▸ Task requirements
Print the records again, character for character.

Top of Task inputs

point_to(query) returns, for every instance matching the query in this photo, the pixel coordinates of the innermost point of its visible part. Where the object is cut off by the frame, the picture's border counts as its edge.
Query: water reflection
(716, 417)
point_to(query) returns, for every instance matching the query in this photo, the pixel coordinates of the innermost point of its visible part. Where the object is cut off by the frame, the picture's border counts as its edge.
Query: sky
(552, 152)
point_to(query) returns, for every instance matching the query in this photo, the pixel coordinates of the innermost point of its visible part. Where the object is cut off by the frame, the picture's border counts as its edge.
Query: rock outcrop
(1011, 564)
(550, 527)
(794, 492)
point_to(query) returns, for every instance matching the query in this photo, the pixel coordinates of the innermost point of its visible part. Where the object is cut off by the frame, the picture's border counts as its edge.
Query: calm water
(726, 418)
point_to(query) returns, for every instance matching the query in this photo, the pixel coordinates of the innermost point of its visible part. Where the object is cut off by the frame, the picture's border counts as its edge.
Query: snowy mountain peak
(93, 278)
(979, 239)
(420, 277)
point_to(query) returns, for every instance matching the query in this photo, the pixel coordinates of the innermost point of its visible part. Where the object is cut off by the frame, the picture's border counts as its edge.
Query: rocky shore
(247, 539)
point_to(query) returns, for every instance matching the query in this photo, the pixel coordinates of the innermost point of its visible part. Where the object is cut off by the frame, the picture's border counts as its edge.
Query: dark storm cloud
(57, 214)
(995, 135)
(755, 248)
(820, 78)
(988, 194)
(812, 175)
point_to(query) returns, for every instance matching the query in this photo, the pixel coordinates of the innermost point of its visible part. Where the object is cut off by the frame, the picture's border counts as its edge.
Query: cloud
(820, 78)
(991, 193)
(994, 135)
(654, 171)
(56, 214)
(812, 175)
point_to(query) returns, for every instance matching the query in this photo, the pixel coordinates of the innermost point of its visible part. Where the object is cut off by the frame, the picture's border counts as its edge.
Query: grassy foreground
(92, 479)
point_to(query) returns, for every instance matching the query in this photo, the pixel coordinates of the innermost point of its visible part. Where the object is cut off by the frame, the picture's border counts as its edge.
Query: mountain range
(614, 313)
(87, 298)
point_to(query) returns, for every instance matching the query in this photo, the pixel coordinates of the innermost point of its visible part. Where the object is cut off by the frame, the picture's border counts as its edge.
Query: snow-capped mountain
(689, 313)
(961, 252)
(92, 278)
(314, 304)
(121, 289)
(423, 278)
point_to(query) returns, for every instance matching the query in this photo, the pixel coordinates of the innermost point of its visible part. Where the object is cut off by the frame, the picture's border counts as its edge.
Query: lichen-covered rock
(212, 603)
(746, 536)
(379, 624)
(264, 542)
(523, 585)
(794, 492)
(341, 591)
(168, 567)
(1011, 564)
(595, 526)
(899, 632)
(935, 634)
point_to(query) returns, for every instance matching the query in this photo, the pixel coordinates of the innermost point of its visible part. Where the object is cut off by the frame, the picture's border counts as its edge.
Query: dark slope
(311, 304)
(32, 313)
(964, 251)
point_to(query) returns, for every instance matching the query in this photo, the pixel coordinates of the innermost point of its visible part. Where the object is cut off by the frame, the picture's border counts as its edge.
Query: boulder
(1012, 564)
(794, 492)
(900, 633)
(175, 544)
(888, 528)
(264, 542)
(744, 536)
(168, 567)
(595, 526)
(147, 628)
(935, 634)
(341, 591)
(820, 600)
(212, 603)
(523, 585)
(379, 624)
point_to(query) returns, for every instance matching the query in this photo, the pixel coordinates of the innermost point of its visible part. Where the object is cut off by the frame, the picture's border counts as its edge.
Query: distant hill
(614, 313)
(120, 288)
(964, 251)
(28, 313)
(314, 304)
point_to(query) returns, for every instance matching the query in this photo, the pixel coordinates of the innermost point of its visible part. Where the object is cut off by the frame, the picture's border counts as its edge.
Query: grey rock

Bottom of Task inputs

▸ Answer space
point_to(query) returns, for every instance matching the query in this photo, the pixel coordinates of the innermost point of its visible part. Where the object is cut off by the frame, the picture's border counts as its edge.
Query: water reflection
(716, 417)
point_to(query) returns, for every instance matching the query in this photo, the pixel coordinates of the innermost point of its visible part. Where the object is cut off by the frame, the picture's border counts as its edge.
Query: sky
(552, 152)
point_to(query) returns, for every instance matching the query in this photo, the pixel coordinates of the innermost point of its visible part. Where the object is cut off by the frame, the picture's border counts as its edge.
Query: rock outcrop
(1011, 564)
(550, 527)
(794, 492)
point_to(query) returns, for every instance matching the query in this photo, the pixel coordinates of the innermost point of its visible part. Where the object is cut off by the frame, the picture's border counts as its edge.
Query: calm water
(726, 418)
point_to(query) returns, for every instance matching the query in this photo, the pixel coordinates of the innermost point of its visible part. Where the object is cut off by the frame, the picture's border counts as its edge.
Query: snowy mountain peak
(93, 278)
(979, 239)
(420, 277)
point_to(query) returns, for every instance matching the query in this photo, the pixel coordinates of the innermost point of its visible part. Where the object is cut off by the frame, the picture's border counts as its edge.
Query: rocky shore
(247, 539)
point_to(query) returns, for every instance matching the query in this photo, the pixel coordinates of the innermost point of its visible part. Where the object is cut off by the frame, the picture's border counts as its edge.
Query: dark storm cloud
(57, 214)
(995, 135)
(755, 248)
(820, 78)
(988, 194)
(812, 175)
point_to(query) returns, for every instance matching the query in this photo, the pixel coordinates of the innermost point of its visible part. Where the object is cut off by the frame, the picture's border counts as its edge.
Query: cloud
(820, 78)
(991, 193)
(994, 135)
(654, 171)
(56, 214)
(812, 175)
point_to(query) returns, for every instance matching the query in this photo, the pixel coordinates of the innermost point of its visible part. Where the object is cut off by the frame, the picture's border counts as its edge.
Query: grassy foreground
(92, 479)
point_to(query) returns, for every instance matching the query in this photo, the pixel coordinates of the innermost point of its visible part. Where the object is cut off by the frame, the picture's border counts as its edge.
Query: mountain range
(614, 313)
(87, 298)
point_to(query) returns, for every instance matching the query in this photo, the pixel coordinates of the innermost point of its visible part. Where the object is cut off by the frame, the picture's border counts as its edge.
Query: snow-capped mountain
(689, 313)
(961, 252)
(92, 278)
(314, 304)
(121, 289)
(423, 278)
point_to(query) returns, for every instance matching the query in this photo, the pixel coordinates of the innermost point of its visible part. Where the object is cut off by the frame, the picture's border counts as its edge.
Query: lichen-covered rock
(212, 603)
(746, 536)
(379, 624)
(264, 542)
(523, 585)
(794, 492)
(341, 591)
(168, 567)
(1011, 564)
(595, 526)
(899, 632)
(935, 634)
point_to(query) returns, for every instance matching the query in this photo, the pixel coordinates of the innermost point of its visible part. Where the object is cut off by the frame, the picture's border counts as its edge.
Query: dark slope
(311, 304)
(32, 313)
(964, 251)
point_to(query) returns, for every instance matching the query in this photo, the pixel coordinates of the innermost point of its visible part. Where the object is cut off by the frame, the picture's border counts as its edge.
Query: boulder
(1012, 564)
(794, 492)
(900, 633)
(175, 544)
(888, 528)
(264, 542)
(744, 536)
(168, 567)
(595, 526)
(147, 628)
(935, 634)
(341, 591)
(820, 600)
(212, 603)
(523, 585)
(379, 624)
point_to(query) returns, for every instance matching the query in this photo, the pixel coordinates of the innermost point of its visible part. Where the object is cut off by the frame, the picture's border counts as its edge.
Query: distant hill
(614, 313)
(120, 288)
(964, 251)
(28, 313)
(314, 304)
point_to(query) returns, for every instance matching the query in this photo, the pixel coordinates of the innermost point of its visible part. Where the object is cut off by the frame, the picture's border counts as its edge.
Query: grey rock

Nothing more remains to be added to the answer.